OBJECTIVE ▸
Print the section of the wavemaker forum thread below from "I purchased an" to "the black background.", word for word.

PASSAGE GIVEN ▸
# Wavemaker or not?



## kgmarsch

I purchased an Aquael Glossy 405L / 5Ft aquarium last December. I started it off with 2 already established Fluval U4 filters. A couple of weeks ago I got a Fluval FX6. I sill have the U4 filters in the tank (as well as the FX6) - they are at the "far end" of the tank and barely visible against the black background.

My question is, I want to maximise water flow in the tank to help move waste towards the filter out. Would replacing the 2 U4s with a wave maker be better at doing this, or is the extra filtration of the U4's more of a benefit.

The tank is stocked with mixed African Cichlids. Tests show that the water quality is close on perfect, I just want the natural flow of the tank to help me with keeping the floor of the tank clean.


----------



## glenngreen

I am interested in a discussion on this as well. I believe that more flow is nearly always better, but it does not all have to be done by the filters. Good flow will keep detritus suspended in the water so existing filters will catch it. I am thinking of a cross flow pump like a maxspect gyre. I'd like to hear from someone using one of these on a sand bed. I think the cichlids would benefit from the current, and the cleaner substrate.


----------



## DJRansome

There are ways to get flow and clean substrate without a wavemaker. And too much flow can exhaust the fish if they can't rest.

I just use filtration, 8X to 10X GPH.


----------



## BlueSunshine

We use the IceCap 3K gyre pump on our 6' tank. It's been running for about 10 months now and is absolutely great. The tank has pool filter sand and aragonite sand for substrate. We run it at a lower speed during the night and higher speeds during the day. The constant speed settings are the only ones we use. 
Very glad we gave one a try. :thumb: :thumb:


----------



## The Morning

I find that my fish seem to enjoy swimming into the current and if they do get tired they can easily duck behind a rock or into a cave. Judging from your tank there is ample spaces that a rich could get out of the current. I run a canister on either end a a wave maker on one end. It definitely helps to keep water cleaner.


----------



## glenngreen

BlueSunshine said:


> We use the IceCap 3K gyre pump on our 6' tank. It's been running for about 10 months now and is absolutely great. The tank has pool filter sand and aragonite sand for substrate. We run it at a lower speed during the night and higher speeds during the day. The constant speed settings are the only ones we use.

SOURCE DATA ▸
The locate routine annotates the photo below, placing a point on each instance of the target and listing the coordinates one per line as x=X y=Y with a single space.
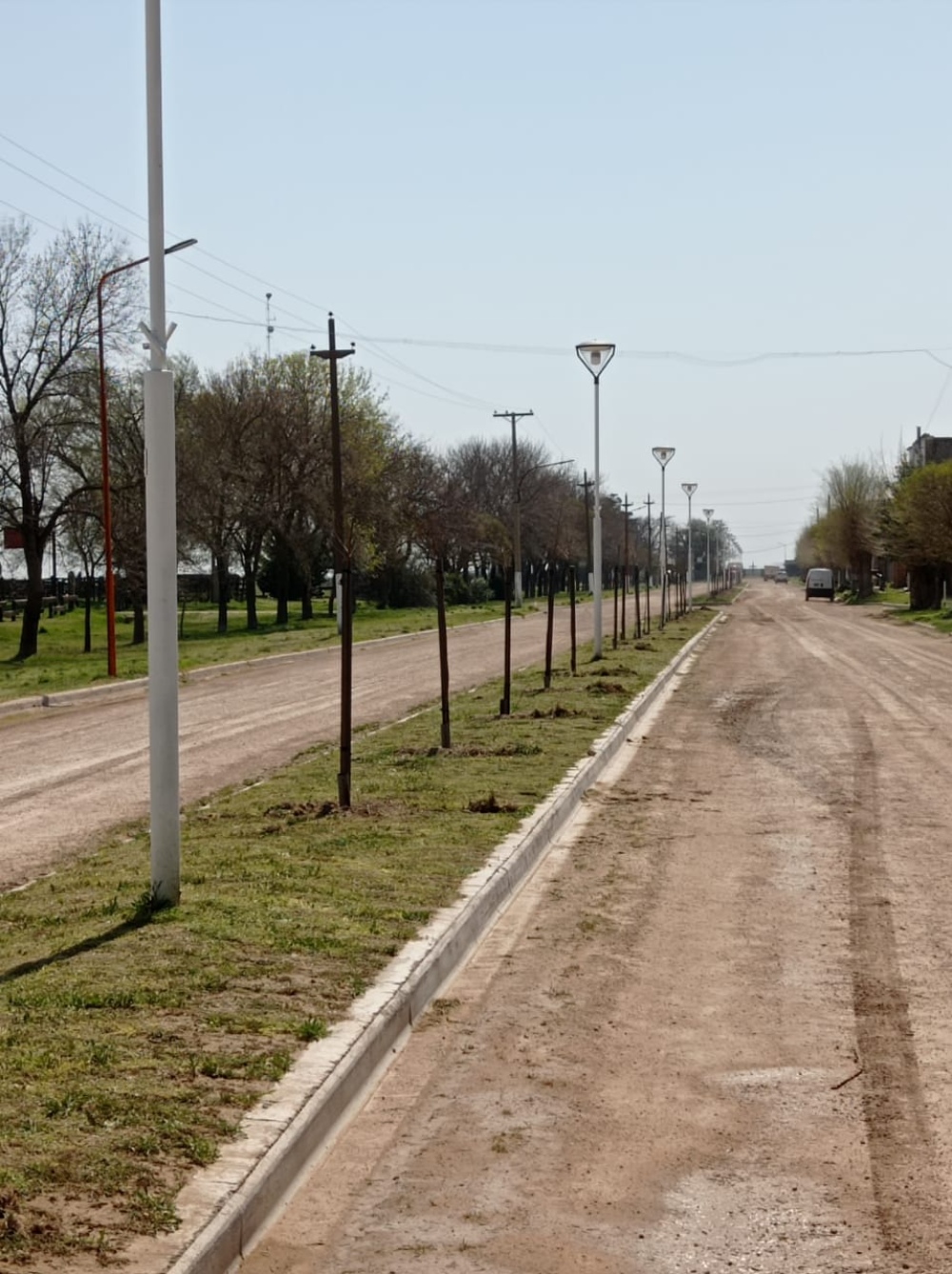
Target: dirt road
x=714 y=1033
x=71 y=772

TASK RESULT ▸
I purchased an Aquael Glossy 405L / 5Ft aquarium last December. I started it off with 2 already established Fluval U4 filters. A couple of weeks ago I got a Fluval FX6. I sill have the U4 filters in the tank (as well as the FX6) - they are at the "far end" of the tank and barely visible against the black background.